● Excerpt provided
== Segment start ==

ARRS 2022 Abstracts


E1010. On One's Mind: A Review of Neurologic Complications and Treatment of COVID-19 Utilizing Clay and Balloon Models - A Resident Teaching Tool
  1. Yehuda Herman; New York Medical College
  2. Kevin Thompson; Westchester Medical Center
  3. Erin Choe; New York Medical College
  4. Quan Nguyen; Westchester Medical Center
  5. Jared Meshekow; Westchester Medical Center
  6. Perry Gerard; Westchester Medical Center
Of the many different symptoms and pathologies that manifest in those infected with COVID-19, there is a growing list of acute and chronic neurological conditions from which many are suffering. Although we are continuously learning more about this novel virus and the ways it attacks the body’s nervous system, increasing the efficacy with which physicians can detect and treat these complications has the potential to greatly improve the long-term prognosis of those affected. One way this can be accomplished is by improving our understanding of the physical changes that the virus enacts on nervous tissue so that radiologists can better identify the early signs and patterns that present in these patients. With this focus in mind, this project will create 3D models depicting these changes to improve the clarity with which radiologists can visualize these findings and recognize them on various imaging modalities.

== Segment end ==

● Your task
Continue the ARRS 2022 abstract on the neurologic complications of COVID-19 from its last sentence.

[Natural-language descriptions of regions]
== Segment start ==

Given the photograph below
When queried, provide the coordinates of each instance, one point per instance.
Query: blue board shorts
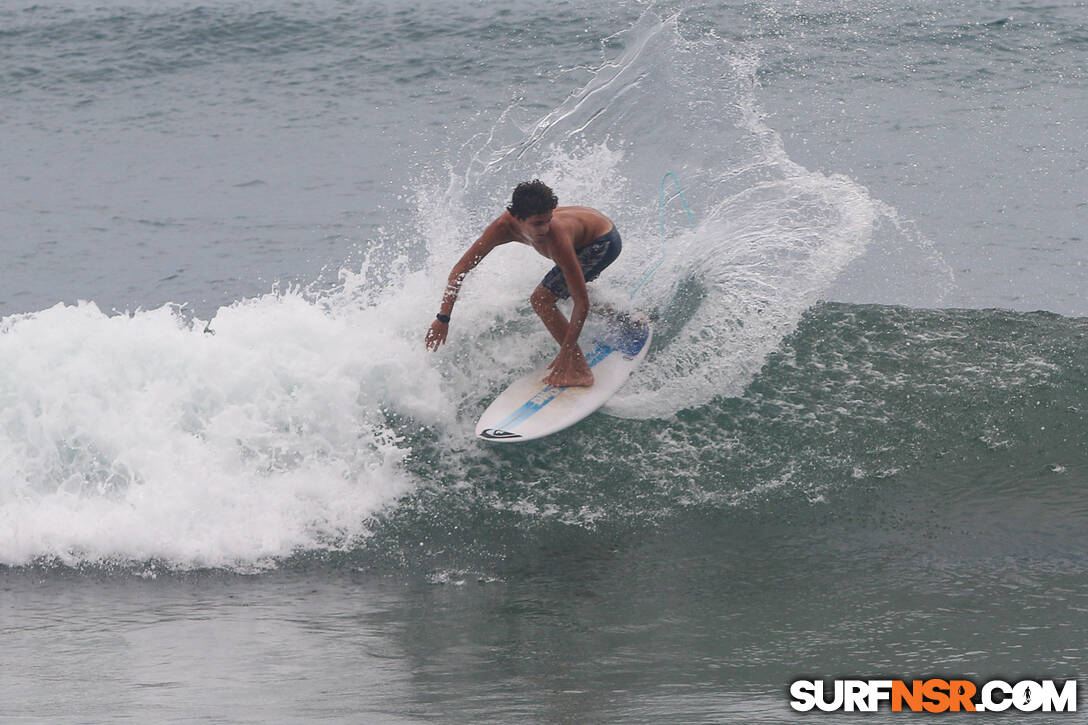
(593, 258)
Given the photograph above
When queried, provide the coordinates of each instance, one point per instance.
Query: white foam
(140, 437)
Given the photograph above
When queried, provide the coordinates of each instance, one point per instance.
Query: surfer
(581, 242)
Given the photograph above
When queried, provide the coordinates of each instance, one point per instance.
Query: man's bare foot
(582, 379)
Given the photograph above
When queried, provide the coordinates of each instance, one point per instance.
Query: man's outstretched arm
(491, 238)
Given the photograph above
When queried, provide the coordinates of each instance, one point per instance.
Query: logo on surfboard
(497, 433)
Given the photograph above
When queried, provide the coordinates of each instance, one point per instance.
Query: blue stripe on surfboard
(533, 404)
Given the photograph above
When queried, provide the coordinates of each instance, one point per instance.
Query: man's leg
(543, 302)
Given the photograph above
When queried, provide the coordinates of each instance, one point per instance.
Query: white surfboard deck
(529, 409)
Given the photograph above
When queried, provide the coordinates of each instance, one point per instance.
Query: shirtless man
(580, 241)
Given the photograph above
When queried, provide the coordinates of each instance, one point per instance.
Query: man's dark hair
(532, 198)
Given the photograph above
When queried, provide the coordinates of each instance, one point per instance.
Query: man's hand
(436, 334)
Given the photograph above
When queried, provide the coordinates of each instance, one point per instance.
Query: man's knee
(542, 297)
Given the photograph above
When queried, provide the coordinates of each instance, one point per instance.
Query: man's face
(539, 224)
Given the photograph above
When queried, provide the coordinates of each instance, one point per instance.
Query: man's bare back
(582, 225)
(579, 240)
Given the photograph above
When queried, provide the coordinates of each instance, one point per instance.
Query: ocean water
(235, 488)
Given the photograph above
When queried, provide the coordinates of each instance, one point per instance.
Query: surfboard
(528, 409)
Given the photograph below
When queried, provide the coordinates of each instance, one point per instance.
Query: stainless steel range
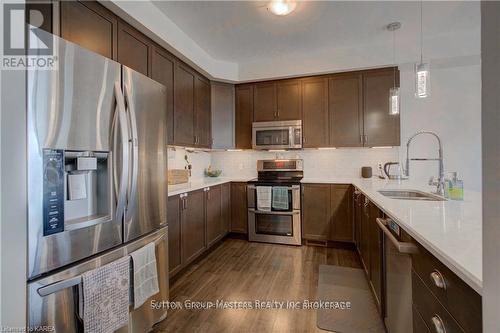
(274, 202)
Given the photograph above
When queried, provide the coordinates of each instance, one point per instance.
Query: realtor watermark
(26, 46)
(221, 304)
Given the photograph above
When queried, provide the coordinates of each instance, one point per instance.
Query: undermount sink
(411, 195)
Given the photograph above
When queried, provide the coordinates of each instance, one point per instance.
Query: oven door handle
(265, 212)
(402, 247)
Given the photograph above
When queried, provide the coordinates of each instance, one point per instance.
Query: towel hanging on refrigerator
(280, 198)
(145, 274)
(105, 297)
(263, 198)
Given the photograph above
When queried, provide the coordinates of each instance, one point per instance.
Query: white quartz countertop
(450, 230)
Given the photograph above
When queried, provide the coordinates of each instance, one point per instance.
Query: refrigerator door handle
(120, 187)
(134, 158)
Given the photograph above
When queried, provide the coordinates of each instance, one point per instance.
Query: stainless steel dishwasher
(397, 269)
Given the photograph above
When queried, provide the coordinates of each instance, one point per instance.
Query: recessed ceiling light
(281, 7)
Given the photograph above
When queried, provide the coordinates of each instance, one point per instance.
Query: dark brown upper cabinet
(89, 25)
(203, 118)
(265, 107)
(162, 70)
(184, 111)
(134, 49)
(380, 128)
(315, 112)
(243, 116)
(289, 100)
(345, 110)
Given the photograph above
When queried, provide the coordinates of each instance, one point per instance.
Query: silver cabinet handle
(402, 247)
(438, 324)
(438, 279)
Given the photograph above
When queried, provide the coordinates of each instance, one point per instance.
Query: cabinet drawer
(458, 298)
(433, 313)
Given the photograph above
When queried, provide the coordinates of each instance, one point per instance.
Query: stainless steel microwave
(277, 135)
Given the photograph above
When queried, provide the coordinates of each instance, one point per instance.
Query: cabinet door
(375, 244)
(365, 235)
(222, 110)
(315, 113)
(202, 112)
(184, 105)
(134, 49)
(226, 207)
(214, 215)
(174, 235)
(239, 211)
(345, 109)
(89, 25)
(316, 212)
(193, 226)
(244, 117)
(264, 102)
(341, 215)
(289, 100)
(380, 128)
(162, 70)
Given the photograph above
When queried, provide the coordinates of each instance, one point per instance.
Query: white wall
(337, 163)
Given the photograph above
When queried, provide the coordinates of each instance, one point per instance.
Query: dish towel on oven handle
(104, 297)
(280, 198)
(263, 197)
(145, 278)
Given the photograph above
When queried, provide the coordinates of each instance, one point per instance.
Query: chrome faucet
(440, 181)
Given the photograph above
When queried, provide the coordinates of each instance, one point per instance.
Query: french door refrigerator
(97, 187)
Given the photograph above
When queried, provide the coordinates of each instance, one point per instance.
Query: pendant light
(394, 94)
(422, 70)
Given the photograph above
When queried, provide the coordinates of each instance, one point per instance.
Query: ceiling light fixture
(422, 70)
(281, 7)
(394, 96)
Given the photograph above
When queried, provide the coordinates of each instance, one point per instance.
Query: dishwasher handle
(402, 247)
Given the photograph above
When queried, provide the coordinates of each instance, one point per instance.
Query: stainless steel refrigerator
(97, 187)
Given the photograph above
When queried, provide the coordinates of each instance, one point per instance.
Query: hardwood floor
(242, 271)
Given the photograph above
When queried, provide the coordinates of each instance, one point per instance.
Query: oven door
(274, 227)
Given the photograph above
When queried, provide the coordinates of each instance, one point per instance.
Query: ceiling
(245, 32)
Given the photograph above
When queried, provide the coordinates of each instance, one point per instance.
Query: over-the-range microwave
(271, 135)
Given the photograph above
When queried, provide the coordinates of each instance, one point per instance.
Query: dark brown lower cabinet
(193, 226)
(239, 211)
(375, 244)
(174, 235)
(226, 207)
(215, 227)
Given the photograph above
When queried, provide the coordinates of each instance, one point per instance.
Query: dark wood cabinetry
(289, 100)
(193, 226)
(380, 128)
(174, 234)
(162, 70)
(203, 119)
(315, 112)
(341, 225)
(326, 212)
(243, 116)
(215, 224)
(316, 211)
(345, 110)
(134, 49)
(239, 210)
(184, 105)
(89, 25)
(265, 107)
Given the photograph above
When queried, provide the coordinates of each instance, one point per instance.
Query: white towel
(106, 297)
(264, 197)
(145, 274)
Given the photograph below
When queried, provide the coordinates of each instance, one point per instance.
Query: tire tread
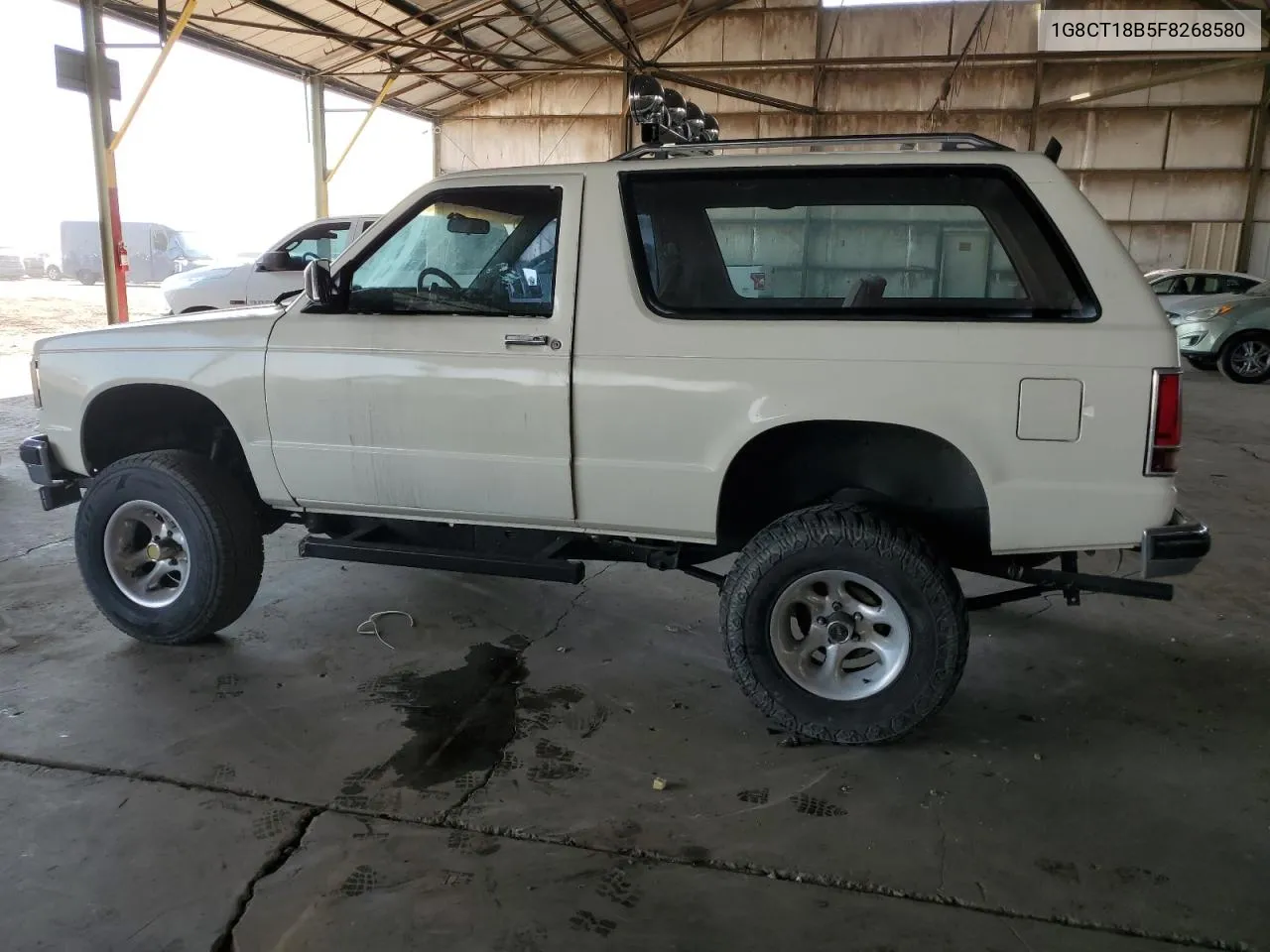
(852, 526)
(238, 546)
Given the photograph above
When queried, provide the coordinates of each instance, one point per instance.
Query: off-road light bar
(666, 117)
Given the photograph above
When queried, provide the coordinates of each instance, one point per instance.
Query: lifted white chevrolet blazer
(944, 359)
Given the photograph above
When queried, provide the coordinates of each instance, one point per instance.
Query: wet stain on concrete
(460, 719)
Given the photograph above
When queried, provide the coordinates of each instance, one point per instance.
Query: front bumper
(58, 485)
(1174, 548)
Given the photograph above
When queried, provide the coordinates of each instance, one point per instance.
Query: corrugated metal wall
(1167, 167)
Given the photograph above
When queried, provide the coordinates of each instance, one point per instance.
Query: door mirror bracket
(318, 287)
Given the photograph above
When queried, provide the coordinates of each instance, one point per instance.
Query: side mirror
(273, 262)
(318, 287)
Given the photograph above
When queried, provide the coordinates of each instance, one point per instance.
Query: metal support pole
(113, 276)
(316, 87)
(1256, 149)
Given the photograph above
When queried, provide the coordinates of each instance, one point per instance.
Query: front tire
(1246, 359)
(169, 546)
(842, 626)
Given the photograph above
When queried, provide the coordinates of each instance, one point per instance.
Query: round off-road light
(647, 99)
(695, 119)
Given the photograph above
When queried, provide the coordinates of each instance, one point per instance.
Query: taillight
(1166, 422)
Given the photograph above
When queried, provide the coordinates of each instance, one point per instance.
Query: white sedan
(1185, 289)
(262, 280)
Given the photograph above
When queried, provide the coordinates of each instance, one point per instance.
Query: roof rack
(947, 141)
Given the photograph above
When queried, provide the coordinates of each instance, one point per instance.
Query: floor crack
(36, 548)
(272, 864)
(944, 849)
(445, 820)
(570, 608)
(457, 806)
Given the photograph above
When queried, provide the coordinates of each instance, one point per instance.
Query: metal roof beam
(624, 24)
(244, 54)
(536, 24)
(286, 13)
(734, 91)
(583, 14)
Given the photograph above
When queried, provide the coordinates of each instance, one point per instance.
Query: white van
(261, 281)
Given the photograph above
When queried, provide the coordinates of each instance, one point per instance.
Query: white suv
(263, 280)
(948, 361)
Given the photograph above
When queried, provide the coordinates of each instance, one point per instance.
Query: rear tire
(1246, 358)
(169, 546)
(869, 569)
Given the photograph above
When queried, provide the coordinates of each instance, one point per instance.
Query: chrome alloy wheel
(1250, 358)
(145, 553)
(838, 635)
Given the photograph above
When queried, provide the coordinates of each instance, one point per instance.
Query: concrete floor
(1101, 779)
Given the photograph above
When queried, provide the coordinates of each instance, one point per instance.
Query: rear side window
(952, 244)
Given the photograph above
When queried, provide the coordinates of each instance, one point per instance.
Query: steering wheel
(439, 273)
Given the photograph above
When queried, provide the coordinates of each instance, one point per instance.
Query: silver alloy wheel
(838, 635)
(146, 553)
(1250, 358)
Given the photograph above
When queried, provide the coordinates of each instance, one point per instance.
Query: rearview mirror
(273, 262)
(462, 225)
(318, 284)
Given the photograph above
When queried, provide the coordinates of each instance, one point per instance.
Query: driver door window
(325, 240)
(480, 250)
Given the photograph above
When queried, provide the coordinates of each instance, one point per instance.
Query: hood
(240, 327)
(209, 271)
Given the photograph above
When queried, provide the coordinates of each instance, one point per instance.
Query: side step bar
(350, 548)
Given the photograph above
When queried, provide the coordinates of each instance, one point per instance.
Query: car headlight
(189, 280)
(1207, 313)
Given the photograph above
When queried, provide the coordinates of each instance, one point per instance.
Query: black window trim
(1089, 309)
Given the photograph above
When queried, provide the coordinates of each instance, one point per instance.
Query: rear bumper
(1174, 548)
(58, 485)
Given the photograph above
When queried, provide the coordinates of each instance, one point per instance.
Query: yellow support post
(376, 104)
(316, 90)
(182, 22)
(113, 276)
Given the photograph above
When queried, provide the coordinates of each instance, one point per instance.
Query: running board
(350, 548)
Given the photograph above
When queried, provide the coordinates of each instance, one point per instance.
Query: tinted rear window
(952, 244)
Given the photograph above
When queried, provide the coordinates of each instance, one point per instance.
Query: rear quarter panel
(663, 405)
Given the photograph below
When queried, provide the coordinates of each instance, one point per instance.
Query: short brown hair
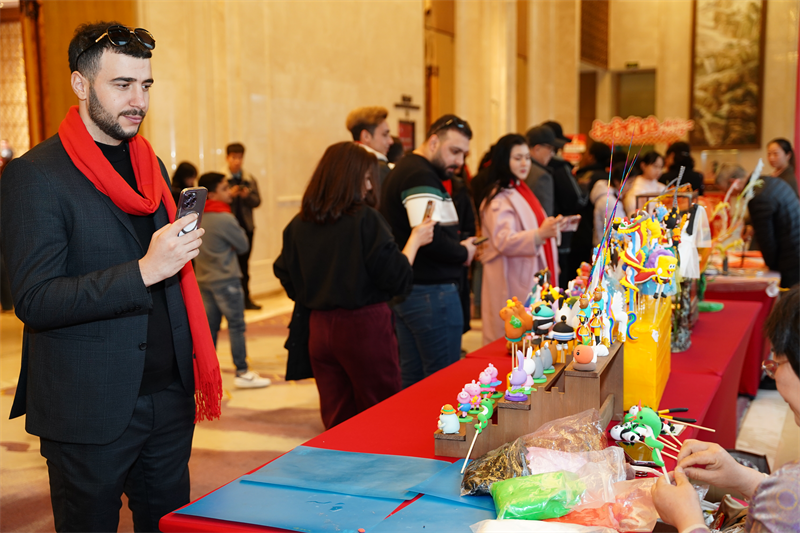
(336, 187)
(365, 118)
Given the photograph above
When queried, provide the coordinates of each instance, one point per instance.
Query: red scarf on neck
(85, 155)
(540, 214)
(215, 206)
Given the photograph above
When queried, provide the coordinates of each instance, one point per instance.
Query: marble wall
(280, 77)
(657, 34)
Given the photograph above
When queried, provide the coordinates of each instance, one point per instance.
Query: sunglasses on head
(457, 122)
(121, 36)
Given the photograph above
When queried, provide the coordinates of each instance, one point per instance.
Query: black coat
(775, 215)
(72, 259)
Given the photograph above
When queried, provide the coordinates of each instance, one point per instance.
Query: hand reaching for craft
(549, 227)
(168, 252)
(677, 504)
(469, 244)
(421, 235)
(710, 463)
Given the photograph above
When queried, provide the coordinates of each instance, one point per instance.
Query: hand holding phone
(191, 200)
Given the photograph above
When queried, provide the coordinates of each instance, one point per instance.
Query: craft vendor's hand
(469, 244)
(168, 252)
(677, 504)
(549, 227)
(710, 463)
(422, 233)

== Segment end ==

● Answer below
Educational Goals / Teaching Points
The goals of this exhibit are to review the most common neurological complications caused by COVID-19, explain the physical changes that are seen in these cases using 3D clay and balloon models, then relate these findings to the way they appear on radiological imaging.

Key Anatomic/Physiologic Issues and Imaging Findings/Techniques
The exhibit includes: cerebrovascular complications; cranial nerve complications (ageusia/hypogeusia, anosmia/hyposmia); encephalopathy; demyelinating disorders; seizures; long-term neurological symptoms; and neurological side-effects of COVID-19 treatment CT and MRI.

This project clarifies the most common neurological manifestations of COVID-19 by creating physical models of the corresponding changes to nervous tissue that occur in such cases. By using these teaching tools, radiologists can better understand and conceptualize these findings, which will improve their ability to recognize them on imaging.